TEXT PROVIDED:

Understanding a Culture through Food
PHILIPPINES | Monday, 25 March 2013 | Views [400] | Scholarship Entry
“Now you’re ready to get married, Inday”, she smiles toothily at me. Her brown hands inspect the malunggay leaves I had carefully handpicked, searching for stray inedible branches. She had skillfully picked through her bunch, no sooner building a mountain of greens on her plate. I plucked through mine one by one.
Handpicking malunggay was a sweaty task. The leaves were as soft as rose petals, as small as a pinkie nail.
But Nang, a common name for the elders, was patient to those whose hands have never known domesticity. Her makeshift hut, where she sold food to tourists, opened to a garden by a cliff. She decides to get a few more ingredients from there. The soup had to be ready for lunch in time to feed customers. But no rush, she tells me.
When she returns, she hands me water from a gallon-sized bottle. “Fresh from the waterfalls.” she says, and smiles that toothy smile. I drank. I had visited the Falls earlier. Katibawasan, they called it, a combined name of a primeval hunter and his wife. I hadn’t thought of drinking from it then.
Nang positions her plump body beside me and leans over to get from the unpicked bunch. There is a technique to handpicking, she demonstrates. A soft assertive tug at the base of the branch, so leaves can easily separate from their stems. I tried. The leaves came down in a messy, wrinkled clump. I went back to picking them piece by piece.
“My two kids lived on this. Poor man’s soup.” she says, for malunggay grew everywhere, and most of the time, it grew without care. Her soft paunch beneath the spaghetti-strapped top and baggy shorts, I noticed, revealed her motherhood. Her flabby arms start to ready the wood-fired stove. She drops ingredients to the broth: onions, tomatoes, squash, dried fish. The leaves were left for last. So as not to overcook them, she advised. My pile was still a molehill on the plate. The broth was starting to simmer. Nang unceremoniously takes the remaining branches from me and cleaned the leaves off effortlessly.
When her first customer arrived, asking for soup, I watched the fellow clean off the bowl while chitchatting with Nang. “She helped make that, you know?”, Nang says beamingly while pointing at me.
“I see.” the fellow says. “No wonder there were so many stems.”
After he leaves, I asked Nang half-jokingly, “I’m ready to get married, yes?”
She makes a nonchalant gesture in the air.
“Oh, you shouldn’t hurry those things.”

[Data items]
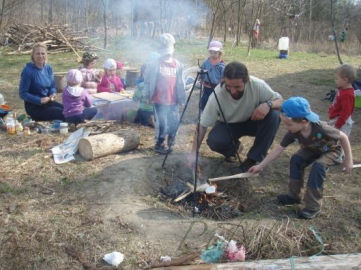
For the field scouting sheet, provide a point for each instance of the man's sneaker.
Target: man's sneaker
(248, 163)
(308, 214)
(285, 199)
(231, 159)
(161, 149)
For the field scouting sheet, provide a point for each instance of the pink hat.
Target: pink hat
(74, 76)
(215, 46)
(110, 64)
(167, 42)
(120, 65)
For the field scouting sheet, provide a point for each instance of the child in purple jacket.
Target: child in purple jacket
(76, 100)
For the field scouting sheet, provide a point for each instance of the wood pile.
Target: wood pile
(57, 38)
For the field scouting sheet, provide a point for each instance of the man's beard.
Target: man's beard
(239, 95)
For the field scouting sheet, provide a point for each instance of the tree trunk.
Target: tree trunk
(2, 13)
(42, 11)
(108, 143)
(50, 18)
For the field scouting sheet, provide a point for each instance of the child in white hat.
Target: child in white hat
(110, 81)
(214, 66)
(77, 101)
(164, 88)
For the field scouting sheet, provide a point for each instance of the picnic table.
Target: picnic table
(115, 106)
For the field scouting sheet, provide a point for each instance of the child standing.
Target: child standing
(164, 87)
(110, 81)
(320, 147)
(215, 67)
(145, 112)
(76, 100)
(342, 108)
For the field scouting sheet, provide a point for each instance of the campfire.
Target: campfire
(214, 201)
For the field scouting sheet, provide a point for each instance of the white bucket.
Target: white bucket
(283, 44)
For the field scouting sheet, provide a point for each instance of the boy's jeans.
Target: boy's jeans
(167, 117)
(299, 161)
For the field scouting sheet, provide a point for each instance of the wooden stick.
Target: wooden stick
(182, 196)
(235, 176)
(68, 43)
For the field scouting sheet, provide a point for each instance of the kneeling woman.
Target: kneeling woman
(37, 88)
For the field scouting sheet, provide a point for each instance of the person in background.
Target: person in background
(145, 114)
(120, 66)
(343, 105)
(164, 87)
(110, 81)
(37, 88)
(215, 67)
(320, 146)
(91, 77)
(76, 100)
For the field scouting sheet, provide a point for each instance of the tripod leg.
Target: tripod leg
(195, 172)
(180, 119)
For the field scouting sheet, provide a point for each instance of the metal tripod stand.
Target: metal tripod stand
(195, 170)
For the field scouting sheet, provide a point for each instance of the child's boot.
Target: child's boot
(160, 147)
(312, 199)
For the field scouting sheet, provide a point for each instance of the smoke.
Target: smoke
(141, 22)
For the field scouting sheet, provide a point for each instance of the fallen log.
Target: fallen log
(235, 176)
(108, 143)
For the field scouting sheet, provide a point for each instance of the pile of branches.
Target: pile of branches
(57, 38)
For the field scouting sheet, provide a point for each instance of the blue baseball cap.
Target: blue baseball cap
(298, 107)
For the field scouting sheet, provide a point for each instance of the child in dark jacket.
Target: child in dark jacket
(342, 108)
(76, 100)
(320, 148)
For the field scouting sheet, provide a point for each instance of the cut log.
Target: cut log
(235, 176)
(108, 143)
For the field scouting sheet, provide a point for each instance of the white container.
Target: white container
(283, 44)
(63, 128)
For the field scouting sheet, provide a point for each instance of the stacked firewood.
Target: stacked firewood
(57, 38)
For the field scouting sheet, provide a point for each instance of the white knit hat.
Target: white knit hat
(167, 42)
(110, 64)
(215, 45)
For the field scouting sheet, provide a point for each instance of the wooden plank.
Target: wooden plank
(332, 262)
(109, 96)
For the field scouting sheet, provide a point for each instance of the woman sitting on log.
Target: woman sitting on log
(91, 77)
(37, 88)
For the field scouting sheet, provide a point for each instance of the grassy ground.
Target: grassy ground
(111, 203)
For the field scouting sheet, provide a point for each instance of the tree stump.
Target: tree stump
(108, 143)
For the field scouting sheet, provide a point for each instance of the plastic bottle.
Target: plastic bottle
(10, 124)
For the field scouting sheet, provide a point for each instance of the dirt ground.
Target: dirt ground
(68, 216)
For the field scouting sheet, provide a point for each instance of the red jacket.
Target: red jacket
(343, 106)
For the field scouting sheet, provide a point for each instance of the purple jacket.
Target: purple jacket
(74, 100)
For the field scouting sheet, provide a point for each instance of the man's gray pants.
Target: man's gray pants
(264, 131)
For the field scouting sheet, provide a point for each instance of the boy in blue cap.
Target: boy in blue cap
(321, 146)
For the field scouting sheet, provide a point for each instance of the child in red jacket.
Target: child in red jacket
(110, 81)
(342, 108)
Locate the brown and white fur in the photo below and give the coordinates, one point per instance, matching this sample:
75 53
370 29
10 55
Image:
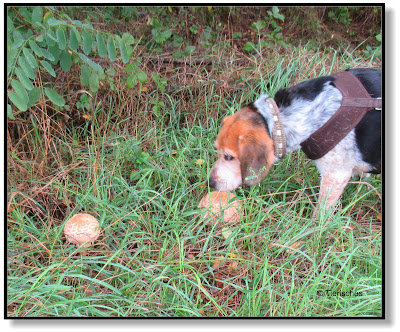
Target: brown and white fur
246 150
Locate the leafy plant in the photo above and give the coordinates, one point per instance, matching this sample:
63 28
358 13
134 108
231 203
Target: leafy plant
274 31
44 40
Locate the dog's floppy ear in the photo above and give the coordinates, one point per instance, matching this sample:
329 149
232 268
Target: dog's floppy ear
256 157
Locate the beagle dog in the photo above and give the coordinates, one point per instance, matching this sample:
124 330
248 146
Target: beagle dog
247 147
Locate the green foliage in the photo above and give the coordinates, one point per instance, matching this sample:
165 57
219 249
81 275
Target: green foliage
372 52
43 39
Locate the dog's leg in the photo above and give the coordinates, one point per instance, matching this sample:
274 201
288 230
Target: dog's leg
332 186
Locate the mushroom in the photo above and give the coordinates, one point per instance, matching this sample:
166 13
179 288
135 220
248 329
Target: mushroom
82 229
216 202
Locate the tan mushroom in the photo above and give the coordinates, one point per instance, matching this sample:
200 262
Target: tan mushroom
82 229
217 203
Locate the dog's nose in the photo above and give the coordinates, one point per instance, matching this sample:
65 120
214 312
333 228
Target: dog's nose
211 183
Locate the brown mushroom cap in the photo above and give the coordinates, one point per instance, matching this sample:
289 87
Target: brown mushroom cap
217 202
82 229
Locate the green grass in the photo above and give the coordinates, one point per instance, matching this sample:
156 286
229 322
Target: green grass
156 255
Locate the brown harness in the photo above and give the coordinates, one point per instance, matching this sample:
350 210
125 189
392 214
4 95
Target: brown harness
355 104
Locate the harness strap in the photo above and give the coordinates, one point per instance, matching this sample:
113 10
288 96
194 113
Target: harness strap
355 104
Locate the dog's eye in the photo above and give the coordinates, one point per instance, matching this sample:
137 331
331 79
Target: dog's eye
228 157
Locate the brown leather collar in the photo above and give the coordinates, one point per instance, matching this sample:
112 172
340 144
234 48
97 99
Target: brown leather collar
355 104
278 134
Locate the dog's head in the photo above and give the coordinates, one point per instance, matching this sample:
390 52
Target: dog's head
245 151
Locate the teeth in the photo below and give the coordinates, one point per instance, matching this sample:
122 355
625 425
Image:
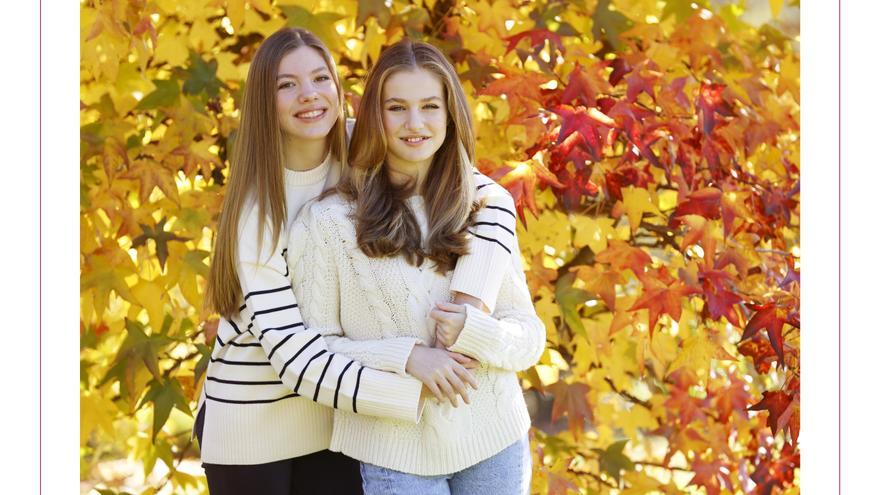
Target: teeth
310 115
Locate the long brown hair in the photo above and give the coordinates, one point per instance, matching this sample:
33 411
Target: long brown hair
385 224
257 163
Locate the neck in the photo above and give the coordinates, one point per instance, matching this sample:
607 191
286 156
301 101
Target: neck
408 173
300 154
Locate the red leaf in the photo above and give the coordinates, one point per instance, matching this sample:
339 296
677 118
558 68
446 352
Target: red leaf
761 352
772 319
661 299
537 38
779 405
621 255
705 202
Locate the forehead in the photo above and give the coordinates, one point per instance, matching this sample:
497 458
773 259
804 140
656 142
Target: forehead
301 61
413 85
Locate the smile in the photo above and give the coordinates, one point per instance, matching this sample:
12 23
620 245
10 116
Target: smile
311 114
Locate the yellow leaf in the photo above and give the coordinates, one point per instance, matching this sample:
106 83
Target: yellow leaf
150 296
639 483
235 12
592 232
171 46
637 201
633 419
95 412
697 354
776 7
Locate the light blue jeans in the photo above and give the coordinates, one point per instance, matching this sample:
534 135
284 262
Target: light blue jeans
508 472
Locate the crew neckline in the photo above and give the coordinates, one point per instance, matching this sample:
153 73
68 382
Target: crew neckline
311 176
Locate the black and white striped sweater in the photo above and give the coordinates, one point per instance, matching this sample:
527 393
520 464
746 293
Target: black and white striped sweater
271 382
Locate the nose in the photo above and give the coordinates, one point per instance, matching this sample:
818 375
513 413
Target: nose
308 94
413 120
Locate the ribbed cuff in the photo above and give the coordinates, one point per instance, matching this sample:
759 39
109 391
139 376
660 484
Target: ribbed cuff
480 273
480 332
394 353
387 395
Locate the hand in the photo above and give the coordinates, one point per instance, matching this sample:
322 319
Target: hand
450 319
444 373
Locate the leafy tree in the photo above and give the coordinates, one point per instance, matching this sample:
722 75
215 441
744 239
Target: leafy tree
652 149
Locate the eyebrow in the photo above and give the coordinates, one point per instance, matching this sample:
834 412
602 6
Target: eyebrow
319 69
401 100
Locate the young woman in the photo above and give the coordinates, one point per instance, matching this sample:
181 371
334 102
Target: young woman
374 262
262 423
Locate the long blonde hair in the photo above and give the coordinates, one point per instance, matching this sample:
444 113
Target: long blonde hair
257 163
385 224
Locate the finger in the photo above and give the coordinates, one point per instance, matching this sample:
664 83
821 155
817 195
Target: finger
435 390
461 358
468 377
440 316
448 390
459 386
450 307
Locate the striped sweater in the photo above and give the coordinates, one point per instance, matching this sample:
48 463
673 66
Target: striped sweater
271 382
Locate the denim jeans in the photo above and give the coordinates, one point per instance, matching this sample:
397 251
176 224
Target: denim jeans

PROBLEM:
Copy out the entire malunggay soup essay above, word for word, including its title and header line.

OUTPUT BELOW:
Understanding a Culture through Food
PHILIPPINES | Monday, 25 March 2013 | Views [400] | Scholarship Entry
“Now you’re ready to get married, Inday”, she smiles toothily at me. Her brown hands inspect the malunggay leaves I had carefully handpicked, searching for stray inedible branches. She had skillfully picked through her bunch, no sooner building a mountain of greens on her plate. I plucked through mine one by one.
Handpicking malunggay was a sweaty task. The leaves were as soft as rose petals, as small as a pinkie nail.
But Nang, a common name for the elders, was patient to those whose hands have never known domesticity. Her makeshift hut, where she sold food to tourists, opened to a garden by a cliff. She decides to get a few more ingredients from there. The soup had to be ready for lunch in time to feed customers. But no rush, she tells me.
When she returns, she hands me water from a gallon-sized bottle. “Fresh from the waterfalls.” she says, and smiles that toothy smile. I drank. I had visited the Falls earlier. Katibawasan, they called it, a combined name of a primeval hunter and his wife. I hadn’t thought of drinking from it then.
Nang positions her plump body beside me and leans over to get from the unpicked bunch. There is a technique to handpicking, she demonstrates. A soft assertive tug at the base of the branch, so leaves can easily separate from their stems. I tried. The leaves came down in a messy, wrinkled clump. I went back to picking them piece by piece.
“My two kids lived on this. Poor man’s soup.” she says, for malunggay grew everywhere, and most of the time, it grew without care. Her soft paunch beneath the spaghetti-strapped top and baggy shorts, I noticed, revealed her motherhood. Her flabby arms start to ready the wood-fired stove. She drops ingredients to the broth: onions, tomatoes, squash, dried fish. The leaves were left for last. So as not to overcook them, she advised. My pile was still a molehill on the plate. The broth was starting to simmer. Nang unceremoniously takes the remaining branches from me and cleaned the leaves off effortlessly.
When her first customer arrived, asking for soup, I watched the fellow clean off the bowl while chitchatting with Nang. “She helped make that, you know?”, Nang says beamingly while pointing at me.
“I see.” the fellow says. “No wonder there were so many stems.”
After he leaves, I asked Nang half-jokingly, “I’m ready to get married, yes?”
She makes a nonchalant gesture in the air.
“Oh, you shouldn’t hurry those things.”